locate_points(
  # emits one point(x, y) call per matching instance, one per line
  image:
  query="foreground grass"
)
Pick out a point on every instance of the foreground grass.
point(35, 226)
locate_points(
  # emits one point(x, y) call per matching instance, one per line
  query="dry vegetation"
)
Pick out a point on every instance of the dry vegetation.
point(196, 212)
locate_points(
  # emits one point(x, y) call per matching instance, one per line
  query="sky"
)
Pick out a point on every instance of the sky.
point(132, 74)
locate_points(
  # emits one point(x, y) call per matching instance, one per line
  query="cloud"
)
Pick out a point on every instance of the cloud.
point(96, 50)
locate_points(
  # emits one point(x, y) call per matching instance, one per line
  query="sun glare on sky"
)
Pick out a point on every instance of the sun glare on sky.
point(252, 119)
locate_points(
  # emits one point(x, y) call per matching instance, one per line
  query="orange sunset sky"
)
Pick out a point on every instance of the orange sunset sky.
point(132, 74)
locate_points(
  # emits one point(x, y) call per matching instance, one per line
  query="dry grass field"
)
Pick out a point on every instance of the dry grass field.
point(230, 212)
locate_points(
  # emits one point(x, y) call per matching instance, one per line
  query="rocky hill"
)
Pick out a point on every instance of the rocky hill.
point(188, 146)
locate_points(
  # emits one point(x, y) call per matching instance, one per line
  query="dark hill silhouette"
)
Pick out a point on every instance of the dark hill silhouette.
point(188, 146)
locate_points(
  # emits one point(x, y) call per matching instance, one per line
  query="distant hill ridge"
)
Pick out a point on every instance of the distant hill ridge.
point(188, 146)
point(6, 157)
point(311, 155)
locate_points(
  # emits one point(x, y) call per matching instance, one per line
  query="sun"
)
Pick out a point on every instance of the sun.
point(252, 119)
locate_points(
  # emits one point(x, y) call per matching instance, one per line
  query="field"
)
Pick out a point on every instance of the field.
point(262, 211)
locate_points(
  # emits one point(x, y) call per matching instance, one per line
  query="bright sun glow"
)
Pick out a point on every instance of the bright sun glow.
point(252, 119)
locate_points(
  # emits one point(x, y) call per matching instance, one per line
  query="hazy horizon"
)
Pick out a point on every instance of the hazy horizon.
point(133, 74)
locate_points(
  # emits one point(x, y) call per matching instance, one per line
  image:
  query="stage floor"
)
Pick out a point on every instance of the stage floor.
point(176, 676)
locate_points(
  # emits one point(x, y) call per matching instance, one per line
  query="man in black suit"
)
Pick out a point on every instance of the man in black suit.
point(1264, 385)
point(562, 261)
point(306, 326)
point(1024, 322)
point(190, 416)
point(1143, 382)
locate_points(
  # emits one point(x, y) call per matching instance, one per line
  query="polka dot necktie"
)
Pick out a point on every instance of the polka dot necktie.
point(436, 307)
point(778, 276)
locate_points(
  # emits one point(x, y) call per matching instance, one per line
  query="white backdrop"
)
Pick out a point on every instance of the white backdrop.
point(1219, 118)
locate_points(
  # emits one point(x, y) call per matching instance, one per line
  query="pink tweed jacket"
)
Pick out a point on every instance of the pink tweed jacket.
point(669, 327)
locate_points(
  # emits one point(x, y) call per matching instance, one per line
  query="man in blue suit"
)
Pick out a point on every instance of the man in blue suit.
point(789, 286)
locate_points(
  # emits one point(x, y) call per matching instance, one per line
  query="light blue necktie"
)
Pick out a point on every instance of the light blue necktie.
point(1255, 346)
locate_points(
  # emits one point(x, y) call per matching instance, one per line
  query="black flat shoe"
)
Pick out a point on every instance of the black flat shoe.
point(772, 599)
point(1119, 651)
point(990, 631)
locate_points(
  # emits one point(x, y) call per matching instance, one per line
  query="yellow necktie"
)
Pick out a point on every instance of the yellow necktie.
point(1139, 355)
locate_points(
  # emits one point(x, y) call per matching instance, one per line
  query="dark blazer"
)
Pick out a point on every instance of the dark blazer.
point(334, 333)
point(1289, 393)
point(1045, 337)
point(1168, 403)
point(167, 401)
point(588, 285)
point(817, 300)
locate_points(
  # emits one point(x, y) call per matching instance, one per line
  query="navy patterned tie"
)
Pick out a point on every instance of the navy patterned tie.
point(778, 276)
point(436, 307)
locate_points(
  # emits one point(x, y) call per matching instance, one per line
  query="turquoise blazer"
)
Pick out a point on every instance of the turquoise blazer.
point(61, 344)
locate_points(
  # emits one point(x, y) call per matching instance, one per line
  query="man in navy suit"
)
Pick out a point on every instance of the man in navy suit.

* WORK ITEM *
Only the lines from the one bearing "Pick out a point on every instance of the yellow" through the end of the entries above belong in the answer, each one exactly as given.

* FINAL ANSWER *
Pick out a point on every instance of the yellow necktie.
point(1139, 355)
locate_points(
  # emits one point(x, y) call per matching instance, one per line
  query="dark blazer"
)
Pick out a point on every instance of the dark blazer.
point(334, 333)
point(1289, 393)
point(1045, 337)
point(1168, 403)
point(167, 401)
point(588, 285)
point(817, 300)
locate_points(
  # emits one point(x, y) call per matching instance, one per line
  query="navy patterned tie"
)
Pick out a point on every instance of the navy patterned tie.
point(778, 276)
point(436, 307)
locate_points(
  # emits one point(x, y) call per matching instance, one per line
  query="turquoise blazer"
)
Pick out a point on every instance of the turquoise blazer.
point(61, 344)
locate_points(
  # emits one point(x, y) call per matching instance, one per line
  query="man in navy suit"
)
Pick out a point on every instance of the man in navy suit.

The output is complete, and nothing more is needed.